### [Assigned task]
Would you write out all the records again, exactly?

### [Data provided]
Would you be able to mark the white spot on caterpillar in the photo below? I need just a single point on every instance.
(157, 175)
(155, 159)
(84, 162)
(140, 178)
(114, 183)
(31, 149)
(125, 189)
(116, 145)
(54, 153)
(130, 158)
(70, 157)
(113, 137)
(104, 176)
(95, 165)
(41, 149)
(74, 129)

### [Exercise answer]
Would you be able to mark the white spot on caterpillar in the photo below? I need just a single point on every instance.
(157, 175)
(155, 159)
(84, 162)
(140, 178)
(114, 183)
(31, 149)
(125, 189)
(116, 145)
(54, 153)
(130, 158)
(70, 157)
(113, 137)
(104, 176)
(95, 165)
(41, 149)
(74, 129)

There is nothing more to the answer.